--- Input ---
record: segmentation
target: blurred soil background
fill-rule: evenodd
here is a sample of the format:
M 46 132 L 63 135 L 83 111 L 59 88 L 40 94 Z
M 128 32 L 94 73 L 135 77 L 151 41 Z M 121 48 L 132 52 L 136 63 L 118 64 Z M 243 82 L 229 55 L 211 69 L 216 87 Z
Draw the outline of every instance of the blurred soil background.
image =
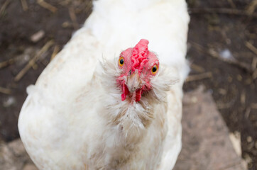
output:
M 188 0 L 184 90 L 211 91 L 230 132 L 241 140 L 248 169 L 257 169 L 257 1 Z M 88 0 L 0 0 L 0 142 L 18 136 L 26 88 L 80 28 Z

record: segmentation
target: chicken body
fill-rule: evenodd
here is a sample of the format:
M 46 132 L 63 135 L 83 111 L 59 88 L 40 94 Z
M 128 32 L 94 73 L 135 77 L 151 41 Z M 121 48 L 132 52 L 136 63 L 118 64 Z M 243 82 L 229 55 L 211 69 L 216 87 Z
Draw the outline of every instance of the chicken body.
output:
M 172 169 L 181 149 L 188 22 L 183 0 L 94 1 L 84 26 L 27 89 L 18 129 L 36 166 Z M 152 80 L 160 98 L 121 101 L 119 56 L 141 38 L 160 60 Z

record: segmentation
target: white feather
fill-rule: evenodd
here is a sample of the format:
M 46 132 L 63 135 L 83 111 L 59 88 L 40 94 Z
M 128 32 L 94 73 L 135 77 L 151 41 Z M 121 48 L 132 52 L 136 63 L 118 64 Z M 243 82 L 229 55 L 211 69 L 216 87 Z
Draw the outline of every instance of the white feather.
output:
M 18 129 L 36 166 L 171 169 L 181 149 L 188 22 L 184 0 L 94 1 L 84 26 L 28 88 Z M 121 101 L 114 59 L 141 38 L 158 55 L 163 73 L 131 106 Z

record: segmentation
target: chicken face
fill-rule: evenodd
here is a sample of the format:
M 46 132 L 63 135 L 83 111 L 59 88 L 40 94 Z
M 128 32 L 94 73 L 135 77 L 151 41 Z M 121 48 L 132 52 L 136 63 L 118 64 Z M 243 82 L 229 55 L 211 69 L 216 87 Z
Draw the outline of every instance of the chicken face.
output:
M 117 78 L 121 101 L 128 97 L 131 102 L 139 101 L 142 94 L 151 89 L 151 80 L 158 72 L 159 60 L 148 51 L 149 42 L 141 40 L 133 47 L 123 51 L 118 62 L 121 74 Z

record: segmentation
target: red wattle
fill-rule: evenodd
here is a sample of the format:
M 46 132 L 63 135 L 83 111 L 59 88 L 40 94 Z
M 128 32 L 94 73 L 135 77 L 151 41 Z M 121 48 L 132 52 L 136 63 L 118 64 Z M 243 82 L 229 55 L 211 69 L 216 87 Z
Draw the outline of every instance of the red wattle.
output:
M 122 91 L 123 91 L 123 94 L 121 94 L 121 101 L 125 101 L 126 96 L 128 94 L 128 87 L 125 85 L 123 84 L 122 86 Z

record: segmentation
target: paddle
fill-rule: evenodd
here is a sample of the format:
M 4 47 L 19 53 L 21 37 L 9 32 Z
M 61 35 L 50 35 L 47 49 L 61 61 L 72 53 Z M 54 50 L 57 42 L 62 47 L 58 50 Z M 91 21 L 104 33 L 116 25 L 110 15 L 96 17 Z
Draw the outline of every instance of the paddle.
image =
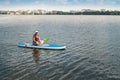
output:
M 44 38 L 43 40 L 44 40 L 44 41 L 49 41 L 49 38 L 48 38 L 48 37 L 46 37 L 46 38 Z

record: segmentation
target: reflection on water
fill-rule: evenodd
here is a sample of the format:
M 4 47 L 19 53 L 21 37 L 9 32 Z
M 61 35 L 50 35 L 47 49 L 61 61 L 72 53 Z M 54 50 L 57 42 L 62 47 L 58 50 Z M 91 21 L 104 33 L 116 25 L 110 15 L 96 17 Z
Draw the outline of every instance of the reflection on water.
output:
M 38 49 L 33 49 L 33 57 L 36 63 L 39 63 L 39 59 L 40 59 L 40 55 L 41 55 L 41 51 Z

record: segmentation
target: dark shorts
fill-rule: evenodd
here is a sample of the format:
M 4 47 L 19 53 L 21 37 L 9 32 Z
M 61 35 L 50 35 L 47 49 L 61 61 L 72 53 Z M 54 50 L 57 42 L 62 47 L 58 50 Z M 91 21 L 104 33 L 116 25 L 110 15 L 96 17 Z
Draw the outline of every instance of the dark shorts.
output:
M 33 42 L 33 45 L 34 45 L 34 46 L 38 46 L 38 44 L 37 44 L 36 42 Z

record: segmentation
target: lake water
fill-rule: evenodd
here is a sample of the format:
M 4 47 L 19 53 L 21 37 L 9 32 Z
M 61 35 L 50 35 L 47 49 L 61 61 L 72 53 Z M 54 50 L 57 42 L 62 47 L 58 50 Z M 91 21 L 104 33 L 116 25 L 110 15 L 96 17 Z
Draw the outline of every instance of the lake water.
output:
M 66 50 L 17 46 L 36 30 Z M 120 16 L 0 15 L 0 80 L 120 80 Z

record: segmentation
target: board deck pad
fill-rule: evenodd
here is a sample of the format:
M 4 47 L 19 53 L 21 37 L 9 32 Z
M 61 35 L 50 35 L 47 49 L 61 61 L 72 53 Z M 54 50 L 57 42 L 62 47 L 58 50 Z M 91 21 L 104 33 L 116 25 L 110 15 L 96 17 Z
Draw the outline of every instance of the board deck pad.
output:
M 58 44 L 43 44 L 40 46 L 35 46 L 32 43 L 24 43 L 21 42 L 18 44 L 19 47 L 25 47 L 25 48 L 37 48 L 37 49 L 65 49 L 66 46 L 58 45 Z

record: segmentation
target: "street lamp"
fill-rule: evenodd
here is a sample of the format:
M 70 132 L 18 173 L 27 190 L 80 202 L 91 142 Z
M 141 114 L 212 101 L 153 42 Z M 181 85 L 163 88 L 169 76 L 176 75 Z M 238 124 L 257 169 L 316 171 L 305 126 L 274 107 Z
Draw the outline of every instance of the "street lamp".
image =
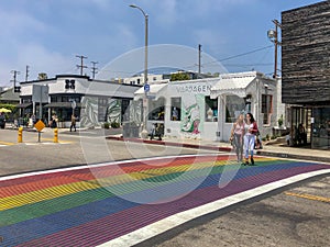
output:
M 140 10 L 142 12 L 142 14 L 144 15 L 144 20 L 145 20 L 143 130 L 141 132 L 141 137 L 146 138 L 147 137 L 147 131 L 146 131 L 147 96 L 146 96 L 146 92 L 150 89 L 150 87 L 147 85 L 147 18 L 148 18 L 148 15 L 139 5 L 130 4 L 130 7 Z

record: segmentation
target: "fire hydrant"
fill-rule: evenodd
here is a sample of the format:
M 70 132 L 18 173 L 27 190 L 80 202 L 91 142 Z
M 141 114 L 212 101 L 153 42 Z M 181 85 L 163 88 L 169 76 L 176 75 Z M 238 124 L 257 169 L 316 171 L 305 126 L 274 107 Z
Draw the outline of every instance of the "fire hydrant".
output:
M 19 127 L 18 143 L 23 143 L 23 127 Z
M 54 128 L 54 143 L 58 143 L 58 128 Z

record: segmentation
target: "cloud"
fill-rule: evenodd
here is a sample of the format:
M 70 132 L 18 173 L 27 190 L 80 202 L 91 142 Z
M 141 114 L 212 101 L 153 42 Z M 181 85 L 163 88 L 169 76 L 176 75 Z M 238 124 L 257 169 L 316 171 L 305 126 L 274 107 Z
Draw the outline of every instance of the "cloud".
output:
M 29 80 L 35 80 L 40 72 L 46 72 L 50 78 L 58 74 L 73 72 L 75 69 L 75 61 L 72 55 L 65 57 L 37 44 L 20 45 L 18 53 L 20 56 L 10 64 L 0 60 L 1 85 L 10 85 L 9 82 L 12 79 L 10 71 L 13 69 L 20 71 L 18 81 L 23 81 L 25 79 L 26 65 L 30 67 Z
M 31 30 L 37 32 L 47 30 L 44 23 L 21 11 L 10 12 L 0 10 L 0 23 L 2 38 L 14 37 Z

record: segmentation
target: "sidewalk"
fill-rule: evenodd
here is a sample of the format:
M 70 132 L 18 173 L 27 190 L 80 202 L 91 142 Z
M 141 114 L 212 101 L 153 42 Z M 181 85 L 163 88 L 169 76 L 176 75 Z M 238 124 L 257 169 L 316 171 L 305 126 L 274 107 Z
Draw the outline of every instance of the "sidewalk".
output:
M 186 148 L 200 148 L 219 151 L 231 151 L 232 146 L 224 142 L 199 141 L 199 139 L 178 139 L 164 137 L 163 141 L 150 141 L 142 138 L 122 138 L 120 135 L 110 135 L 107 138 L 117 141 L 130 141 L 138 143 L 157 144 L 166 146 L 179 146 Z M 322 161 L 330 164 L 330 150 L 310 149 L 307 147 L 289 147 L 285 144 L 264 144 L 263 149 L 255 150 L 256 155 L 273 156 L 282 158 L 295 158 L 304 160 Z

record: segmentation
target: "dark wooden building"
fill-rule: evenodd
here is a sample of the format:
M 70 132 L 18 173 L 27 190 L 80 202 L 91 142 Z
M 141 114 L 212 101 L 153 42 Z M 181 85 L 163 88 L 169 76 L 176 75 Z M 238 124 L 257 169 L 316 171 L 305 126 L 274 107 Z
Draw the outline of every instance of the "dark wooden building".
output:
M 283 103 L 292 104 L 292 136 L 312 148 L 329 149 L 330 1 L 282 12 Z

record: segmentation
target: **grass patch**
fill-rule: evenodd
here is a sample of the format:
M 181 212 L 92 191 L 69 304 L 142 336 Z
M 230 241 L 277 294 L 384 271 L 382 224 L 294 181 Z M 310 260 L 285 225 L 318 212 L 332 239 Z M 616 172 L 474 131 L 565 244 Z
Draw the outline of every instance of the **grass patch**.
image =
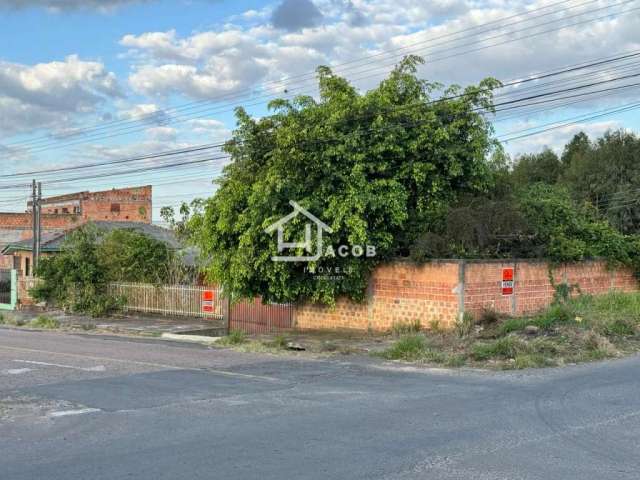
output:
M 264 342 L 264 345 L 269 348 L 275 348 L 277 350 L 286 350 L 289 340 L 284 335 L 276 335 L 273 340 Z
M 514 358 L 518 353 L 526 353 L 526 344 L 517 337 L 504 337 L 492 342 L 478 342 L 473 345 L 471 356 L 475 360 Z
M 55 329 L 60 328 L 60 322 L 55 318 L 51 318 L 47 315 L 38 315 L 36 318 L 29 322 L 29 326 L 34 328 Z
M 247 341 L 247 334 L 242 330 L 231 330 L 229 335 L 218 340 L 218 345 L 240 345 Z
M 412 333 L 420 333 L 422 331 L 422 323 L 416 319 L 412 322 L 394 322 L 391 327 L 391 333 L 396 336 L 409 335 Z
M 406 362 L 446 363 L 448 355 L 442 350 L 430 348 L 424 335 L 405 335 L 379 354 L 387 360 Z

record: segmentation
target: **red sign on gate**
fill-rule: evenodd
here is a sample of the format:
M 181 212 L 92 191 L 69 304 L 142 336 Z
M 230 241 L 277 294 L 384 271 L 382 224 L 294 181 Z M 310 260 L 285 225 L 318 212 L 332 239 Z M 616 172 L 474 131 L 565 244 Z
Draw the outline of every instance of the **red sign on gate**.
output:
M 502 294 L 513 295 L 513 268 L 502 269 Z
M 202 311 L 205 313 L 213 312 L 213 301 L 215 300 L 215 293 L 213 290 L 204 290 L 202 292 Z

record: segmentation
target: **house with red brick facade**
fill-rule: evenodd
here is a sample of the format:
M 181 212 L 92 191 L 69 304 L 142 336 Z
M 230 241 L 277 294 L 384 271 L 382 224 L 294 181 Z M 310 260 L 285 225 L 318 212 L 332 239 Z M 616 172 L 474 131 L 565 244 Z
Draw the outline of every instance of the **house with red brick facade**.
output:
M 40 205 L 43 238 L 59 236 L 89 221 L 151 224 L 152 187 L 57 195 L 43 198 Z M 0 251 L 33 239 L 32 208 L 28 202 L 25 212 L 0 212 Z M 0 269 L 15 268 L 21 275 L 31 275 L 32 265 L 30 254 L 0 255 Z

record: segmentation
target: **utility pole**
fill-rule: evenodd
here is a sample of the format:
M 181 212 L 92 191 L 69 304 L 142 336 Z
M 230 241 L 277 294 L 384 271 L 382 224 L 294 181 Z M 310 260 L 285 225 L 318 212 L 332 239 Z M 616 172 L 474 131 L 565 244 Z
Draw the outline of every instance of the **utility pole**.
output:
M 33 226 L 33 242 L 31 248 L 31 276 L 33 276 L 33 271 L 36 269 L 36 252 L 38 250 L 38 209 L 36 205 L 38 204 L 38 193 L 36 187 L 35 179 L 31 183 L 31 218 L 32 218 L 32 226 Z
M 42 182 L 38 182 L 38 204 L 37 204 L 37 238 L 36 238 L 36 261 L 33 264 L 34 271 L 40 263 L 40 250 L 42 246 Z

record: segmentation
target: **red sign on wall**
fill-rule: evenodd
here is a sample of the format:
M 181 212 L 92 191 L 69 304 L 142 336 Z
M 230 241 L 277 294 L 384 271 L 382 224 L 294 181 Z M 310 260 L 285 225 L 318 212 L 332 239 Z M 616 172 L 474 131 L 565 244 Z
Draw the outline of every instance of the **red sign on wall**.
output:
M 215 293 L 213 290 L 204 290 L 202 292 L 202 311 L 205 313 L 212 313 L 213 301 L 215 300 Z
M 513 268 L 502 269 L 502 294 L 513 295 Z

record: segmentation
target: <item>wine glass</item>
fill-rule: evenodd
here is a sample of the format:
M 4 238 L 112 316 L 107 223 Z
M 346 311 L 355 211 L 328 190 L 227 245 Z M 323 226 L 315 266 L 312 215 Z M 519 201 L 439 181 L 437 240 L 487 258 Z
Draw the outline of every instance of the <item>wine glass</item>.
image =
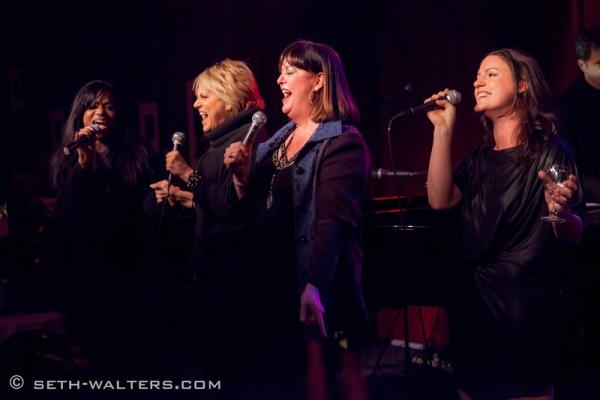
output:
M 569 179 L 569 176 L 571 175 L 571 167 L 554 164 L 546 170 L 546 174 L 552 181 L 556 182 L 559 186 L 562 186 L 562 182 Z M 565 222 L 564 218 L 559 217 L 556 213 L 556 202 L 554 202 L 554 207 L 552 207 L 550 215 L 542 217 L 541 219 L 542 221 L 558 222 L 559 224 Z

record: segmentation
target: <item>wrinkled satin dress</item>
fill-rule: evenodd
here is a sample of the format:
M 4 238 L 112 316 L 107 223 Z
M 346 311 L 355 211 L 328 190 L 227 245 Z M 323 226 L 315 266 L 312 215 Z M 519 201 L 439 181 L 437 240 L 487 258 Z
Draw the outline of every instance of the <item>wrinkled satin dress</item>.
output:
M 463 195 L 458 217 L 462 264 L 449 307 L 458 387 L 475 398 L 541 395 L 558 368 L 561 321 L 553 274 L 561 245 L 539 170 L 570 165 L 559 142 L 521 167 L 520 148 L 468 152 L 453 172 Z M 575 194 L 574 209 L 582 202 Z

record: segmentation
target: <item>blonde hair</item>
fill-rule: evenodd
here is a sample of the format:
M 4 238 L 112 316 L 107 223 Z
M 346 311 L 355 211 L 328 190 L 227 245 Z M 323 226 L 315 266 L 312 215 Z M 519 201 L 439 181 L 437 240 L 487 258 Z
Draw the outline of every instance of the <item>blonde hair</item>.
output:
M 256 79 L 243 61 L 226 58 L 206 68 L 194 80 L 194 93 L 199 87 L 210 90 L 228 103 L 234 115 L 251 107 L 265 108 Z

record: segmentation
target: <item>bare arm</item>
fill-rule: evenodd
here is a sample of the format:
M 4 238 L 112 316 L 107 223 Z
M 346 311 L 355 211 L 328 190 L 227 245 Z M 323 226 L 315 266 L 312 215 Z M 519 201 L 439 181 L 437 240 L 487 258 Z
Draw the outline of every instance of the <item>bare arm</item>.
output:
M 448 89 L 426 101 L 439 99 L 447 92 Z M 445 210 L 456 207 L 462 199 L 462 194 L 452 181 L 452 133 L 456 109 L 445 100 L 440 100 L 438 104 L 444 109 L 427 113 L 434 126 L 427 173 L 427 198 L 432 208 Z

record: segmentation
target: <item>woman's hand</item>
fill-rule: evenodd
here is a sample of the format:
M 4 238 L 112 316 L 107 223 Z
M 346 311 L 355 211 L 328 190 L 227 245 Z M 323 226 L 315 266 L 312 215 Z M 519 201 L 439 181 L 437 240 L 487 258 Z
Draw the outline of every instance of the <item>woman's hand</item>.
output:
M 538 178 L 544 182 L 544 198 L 548 204 L 548 211 L 557 214 L 562 214 L 565 211 L 571 210 L 571 199 L 573 193 L 577 192 L 577 177 L 569 175 L 566 181 L 558 183 L 554 182 L 545 171 L 538 171 Z M 555 209 L 556 207 L 556 209 Z
M 554 211 L 565 220 L 562 224 L 552 223 L 554 235 L 566 244 L 578 245 L 583 237 L 583 221 L 571 212 L 573 194 L 579 189 L 577 177 L 569 175 L 569 178 L 560 185 L 552 181 L 544 171 L 538 171 L 538 177 L 544 182 L 544 199 L 548 205 L 548 212 Z
M 446 96 L 448 92 L 448 89 L 445 89 L 443 92 L 438 92 L 430 98 L 425 99 L 425 103 L 437 100 L 437 105 L 442 108 L 429 111 L 427 117 L 436 128 L 444 127 L 451 131 L 454 128 L 454 123 L 456 121 L 456 107 L 447 100 L 440 100 L 442 97 Z
M 75 132 L 75 140 L 84 136 L 89 137 L 88 142 L 77 149 L 77 161 L 79 162 L 79 165 L 81 165 L 81 168 L 85 168 L 92 159 L 94 153 L 96 153 L 96 130 L 91 126 L 85 126 Z
M 325 314 L 325 309 L 321 304 L 319 289 L 313 284 L 307 283 L 302 292 L 302 296 L 300 296 L 300 321 L 304 322 L 306 325 L 318 324 L 321 335 L 327 337 L 323 314 Z
M 250 148 L 244 146 L 242 142 L 231 143 L 225 149 L 223 154 L 223 164 L 230 169 L 236 177 L 236 180 L 245 185 L 250 178 L 248 164 L 250 161 Z
M 177 150 L 168 152 L 165 156 L 165 161 L 167 171 L 172 175 L 178 176 L 184 182 L 187 182 L 190 174 L 194 171 Z
M 171 206 L 174 206 L 175 203 L 179 203 L 184 207 L 192 208 L 194 205 L 193 193 L 188 192 L 186 190 L 181 190 L 179 187 L 173 185 L 169 187 L 169 182 L 166 179 L 160 182 L 153 183 L 152 185 L 150 185 L 150 187 L 154 189 L 156 202 L 159 204 L 162 203 L 163 200 L 166 198 Z M 168 196 L 167 187 L 169 187 Z

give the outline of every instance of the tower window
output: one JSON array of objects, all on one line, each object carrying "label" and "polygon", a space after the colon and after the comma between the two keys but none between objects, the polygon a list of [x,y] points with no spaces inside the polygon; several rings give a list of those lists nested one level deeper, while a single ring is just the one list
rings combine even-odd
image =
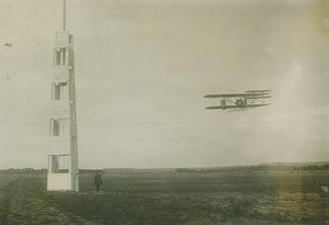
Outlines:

--- Task prompt ---
Rescale the records from their start through the line containing "M 188 0 L 184", writing those lines out again with the request lines included and every polygon coordinate in the answers multiplied by 1.4 and rounded to a whole number, halves rounded up. Leave the pictures out.

--- Problem solution ---
record: segmentation
target: blurred soil background
fill-rule: evenodd
here is a sample of the format:
M 46 132 L 63 135 L 83 111 L 59 88 L 40 94 Z
M 128 32 L 94 73 L 135 77 L 151 41 Z M 121 48 L 132 52 L 136 63 L 118 64 Z M 243 82 L 229 55 L 211 69 L 216 87 Z
Draw the outline of every instance of the blurred soil background.
image =
output:
M 263 0 L 258 126 L 295 127 L 322 185 L 337 196 L 347 237 L 360 237 L 360 1 Z M 123 0 L 0 0 L 0 199 L 25 190 L 36 123 L 112 39 Z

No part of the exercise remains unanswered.